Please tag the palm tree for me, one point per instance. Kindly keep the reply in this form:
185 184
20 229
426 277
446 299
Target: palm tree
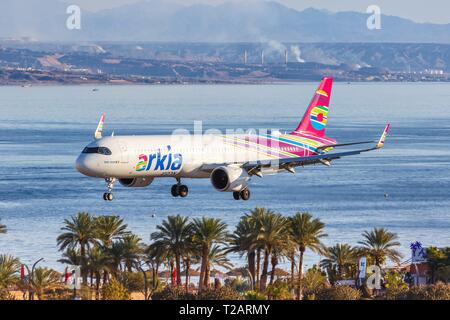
155 257
2 228
273 235
206 232
218 258
305 232
244 240
174 234
255 217
132 248
9 271
97 261
71 257
44 279
109 228
341 257
379 244
116 253
79 232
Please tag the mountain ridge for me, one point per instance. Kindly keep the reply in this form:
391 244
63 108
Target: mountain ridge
260 21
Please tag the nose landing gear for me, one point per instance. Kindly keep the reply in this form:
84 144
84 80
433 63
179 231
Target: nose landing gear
108 196
179 190
243 194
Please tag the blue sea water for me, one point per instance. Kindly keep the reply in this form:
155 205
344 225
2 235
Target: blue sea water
43 129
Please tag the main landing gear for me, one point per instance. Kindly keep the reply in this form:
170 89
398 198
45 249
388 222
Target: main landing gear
179 190
243 194
108 196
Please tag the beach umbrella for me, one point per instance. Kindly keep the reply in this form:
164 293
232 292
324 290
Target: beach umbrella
238 272
280 272
164 274
216 273
192 273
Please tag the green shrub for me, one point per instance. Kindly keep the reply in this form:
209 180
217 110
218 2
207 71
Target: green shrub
6 295
313 282
279 290
224 293
254 295
238 284
133 281
114 290
86 292
172 293
339 293
438 291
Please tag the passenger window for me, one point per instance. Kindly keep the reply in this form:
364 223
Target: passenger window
100 150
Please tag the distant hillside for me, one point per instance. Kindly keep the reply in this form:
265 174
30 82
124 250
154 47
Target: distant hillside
249 21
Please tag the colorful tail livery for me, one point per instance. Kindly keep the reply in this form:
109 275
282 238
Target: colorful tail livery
228 161
316 116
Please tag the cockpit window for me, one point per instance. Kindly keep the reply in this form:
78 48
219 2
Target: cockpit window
100 150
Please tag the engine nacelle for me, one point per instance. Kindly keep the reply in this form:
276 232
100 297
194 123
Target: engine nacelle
140 182
229 179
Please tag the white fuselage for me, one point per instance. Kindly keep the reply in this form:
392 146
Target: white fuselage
182 156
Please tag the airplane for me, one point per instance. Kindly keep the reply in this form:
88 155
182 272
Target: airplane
229 161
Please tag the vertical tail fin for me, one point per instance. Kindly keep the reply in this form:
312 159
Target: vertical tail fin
380 143
316 116
99 130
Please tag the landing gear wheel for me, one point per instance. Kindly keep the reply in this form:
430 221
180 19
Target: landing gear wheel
183 191
107 196
245 194
174 190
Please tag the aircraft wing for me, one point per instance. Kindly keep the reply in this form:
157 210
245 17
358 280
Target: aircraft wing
324 158
254 167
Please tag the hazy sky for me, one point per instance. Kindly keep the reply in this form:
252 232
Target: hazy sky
436 11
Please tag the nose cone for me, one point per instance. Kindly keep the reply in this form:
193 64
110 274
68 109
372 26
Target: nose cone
86 165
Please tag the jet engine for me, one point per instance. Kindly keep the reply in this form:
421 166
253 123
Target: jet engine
140 182
229 179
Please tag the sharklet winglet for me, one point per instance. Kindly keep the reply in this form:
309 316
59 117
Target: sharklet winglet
380 143
99 130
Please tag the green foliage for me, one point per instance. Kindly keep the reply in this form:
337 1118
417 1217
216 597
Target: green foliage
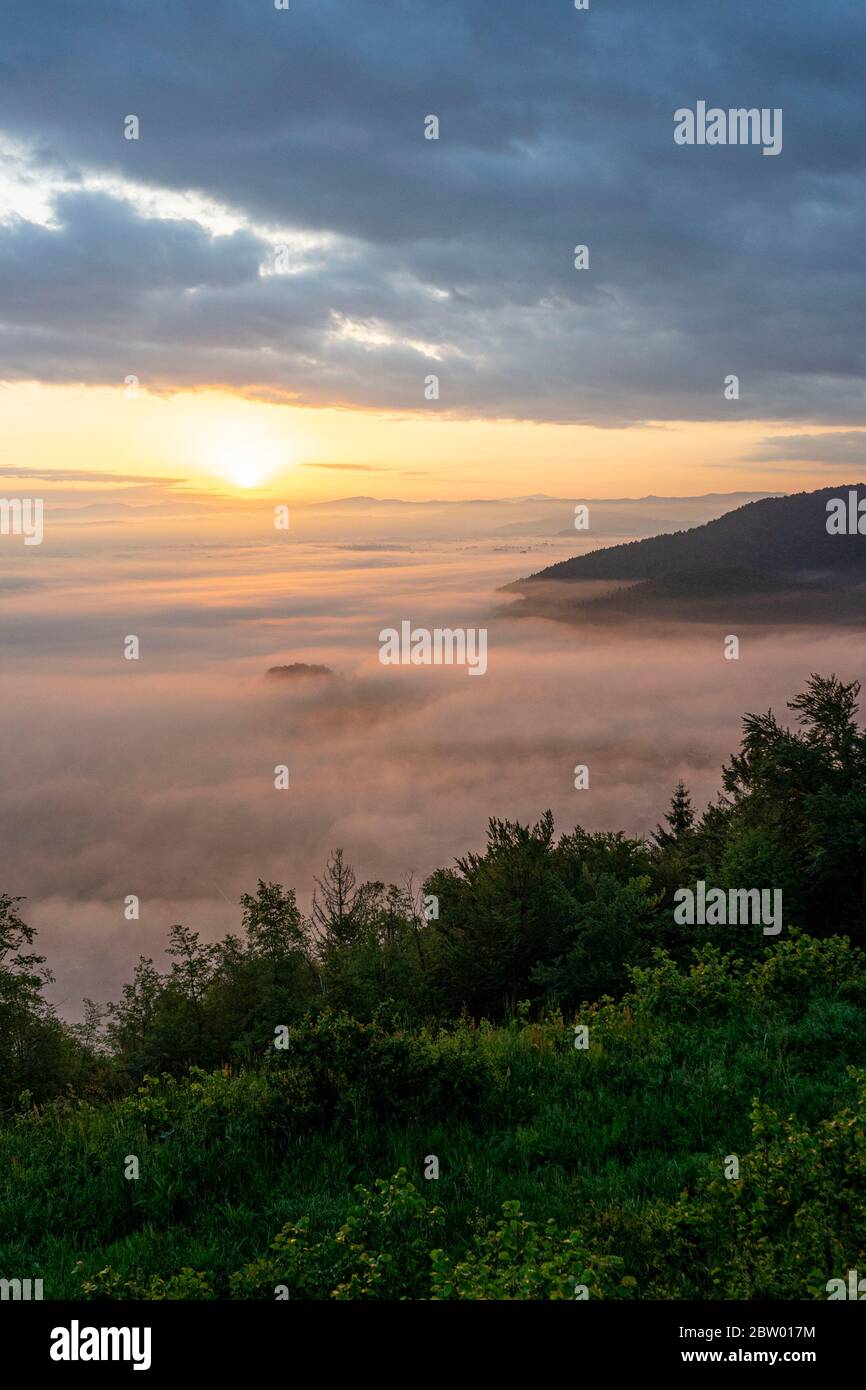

..........

### Task requirements
Render the entire listing above as a Markdown table with the columns "No." and "Line", giving each non-blank line its own row, and omit the pictures.

### Result of the task
| No. | Line |
|---|---|
| 1 | Please tag the palm tree for me, one point per instance. Kindly keep the reply in this form: |
| 2 | 185 184 |
| 3 | 20 229 |
| 4 | 426 277 |
| 5 | 446 299 |
| 6 | Target: palm tree |
| 7 | 155 257 |
| 8 | 2 228 |
| 9 | 273 235 |
| 10 | 206 232 |
| 11 | 218 258 |
| 12 | 305 232 |
| 13 | 244 240 |
| 14 | 174 234 |
| 15 | 255 217 |
| 16 | 132 248 |
| 17 | 9 271 |
| 18 | 97 261 |
| 19 | 71 257 |
| 20 | 44 279 |
| 21 | 109 228 |
| 22 | 341 257 |
| 23 | 379 244 |
| 24 | 116 253 |
| 25 | 79 232 |
| 26 | Please tag the mountain ridge for me, one point per instance. Kindly keep the reply in this form: |
| 27 | 391 244 |
| 28 | 63 108 |
| 29 | Target: mountain ridge |
| 30 | 260 21 |
| 31 | Please tag the nose landing gear for me, one point per instance. Kindly keep the reply in this form: |
| 32 | 84 144 |
| 33 | 84 80 |
| 34 | 433 63 |
| 35 | 179 231 |
| 36 | Target: nose landing gear |
| 37 | 108 196 |
| 38 | 179 190 |
| 39 | 243 194 |
| 40 | Please tag the blue sea water for me, one point per instance. Kindly keep the reply in this form: |
| 41 | 155 205 |
| 42 | 344 225 |
| 43 | 2 235 |
| 44 | Target: blue sea water |
| 45 | 43 129 |
| 46 | Please tag the main landing gear for me, one point per instance. Kindly keep the reply in this form: |
| 47 | 170 89 |
| 48 | 398 198 |
| 49 | 45 249 |
| 50 | 388 222 |
| 51 | Target: main landing gear |
| 52 | 179 190 |
| 53 | 243 194 |
| 54 | 108 196 |
| 55 | Please tag the beach umbrella for me, one point per instance. Kindly keep the reply in this form: |
| 56 | 164 293 |
| 57 | 232 292 |
| 58 | 324 290 |
| 59 | Target: beach umbrella |
| 60 | 238 272 |
| 61 | 280 272 |
| 62 | 164 274 |
| 63 | 216 273 |
| 64 | 192 273 |
| 65 | Please tag the green shrub for me, one point per instance. Kindly keep the reply in this form: |
| 66 | 209 180 |
| 67 | 217 110 |
| 68 | 218 2 |
| 69 | 207 71 |
| 70 | Target: green shrub |
| 71 | 6 295 |
| 72 | 313 282 |
| 73 | 279 290 |
| 74 | 224 293 |
| 75 | 254 295 |
| 76 | 238 284 |
| 77 | 133 281 |
| 78 | 114 290 |
| 79 | 86 292 |
| 80 | 172 293 |
| 81 | 339 293 |
| 82 | 438 291 |
| 83 | Please tag the passenger window for me, one point per instance. Kindly keep the reply in this form: |
| 84 | 364 223 |
| 85 | Target: passenger window |
| 86 | 100 150 |
| 87 | Please tag the distant hillside for me, one point per instance. Kindly keep the reply in this form: |
| 88 | 265 174 |
| 89 | 30 82 |
| 90 | 124 250 |
| 91 | 154 47 |
| 92 | Target: distant hillside |
| 93 | 249 21 |
| 94 | Please tag the colorful tail livery for me, one point per instance. Kindly keep the reply in this form: |
| 95 | 109 275 |
| 96 | 282 238 |
| 97 | Target: colorful tail livery |
| 98 | 228 161 |
| 99 | 316 116 |
| 100 | Please tag the cockpit window for me, one point per instance. Kindly keep the reply in this form: |
| 101 | 78 48 |
| 102 | 219 2 |
| 103 | Target: cockpit window |
| 104 | 100 150 |
| 105 | Please tag the engine nacelle for me, one point per instance. Kindly keep the reply in this form: |
| 106 | 276 232 |
| 107 | 100 297 |
| 108 | 194 123 |
| 109 | Target: engine nacelle |
| 110 | 140 182 |
| 111 | 229 179 |
| 112 | Please tag the white fuselage for me, one point per instance. Kindly keep the reply in this form: |
| 113 | 392 146 |
| 114 | Target: white fuselage |
| 115 | 182 156 |
| 116 | Please tag the airplane for me, one point per instance. Kindly keep the reply in this form: |
| 117 | 88 155 |
| 118 | 182 272 |
| 119 | Target: airplane |
| 120 | 229 161 |
| 121 | Please tag the vertical tail fin for me, one point per instance. Kindly keep the reply in this form: |
| 122 | 312 159 |
| 123 | Target: vertical tail fin |
| 124 | 380 143 |
| 125 | 316 116 |
| 126 | 99 130 |
| 127 | Please tag the landing gear wheel for me, one point per instance. Kindly keep the reply in this form: |
| 128 | 430 221 |
| 129 | 180 19 |
| 130 | Target: landing gear wheel |
| 131 | 183 191 |
| 132 | 107 196 |
| 133 | 245 194 |
| 134 | 174 190 |
| 135 | Please tag the aircraft wing for me, one point per instance. Kindly keep the reply in this form: |
| 136 | 157 210 |
| 137 | 245 17 |
| 138 | 358 280 |
| 139 | Target: aircraft wing |
| 140 | 324 158 |
| 141 | 254 167 |
| 142 | Please tag the hazy sky for me, one point per instance. Kindly keep the reply in this form: |
| 143 | 252 232 |
| 144 | Target: hazy sky |
| 145 | 436 11 |
| 146 | Please tag the nose cone for me, one point per instance. Kindly keep the reply in this form: |
| 147 | 193 64 |
| 148 | 110 274 |
| 149 | 68 109 |
| 150 | 372 26 |
| 151 | Target: nose cone |
| 152 | 86 165 |
| 153 | Please tag the jet engine for me, one point per instance. Kindly keep the reply in this form: |
| 154 | 421 166 |
| 155 | 253 123 |
| 156 | Target: jet engine |
| 157 | 140 182 |
| 158 | 229 179 |
| 159 | Please tag the sharklet winglet for me, one point per instance. Kindly keep the reply in this form: |
| 160 | 309 316 |
| 161 | 59 117 |
| 162 | Target: sharklet winglet |
| 163 | 380 143 |
| 164 | 99 130 |
| 165 | Please tag the green foliage for me, one point per instance. Kindly keep the reply in this form: |
| 166 | 337 1118 |
| 167 | 417 1217 |
| 168 | 216 597 |
| 169 | Target: green foliage |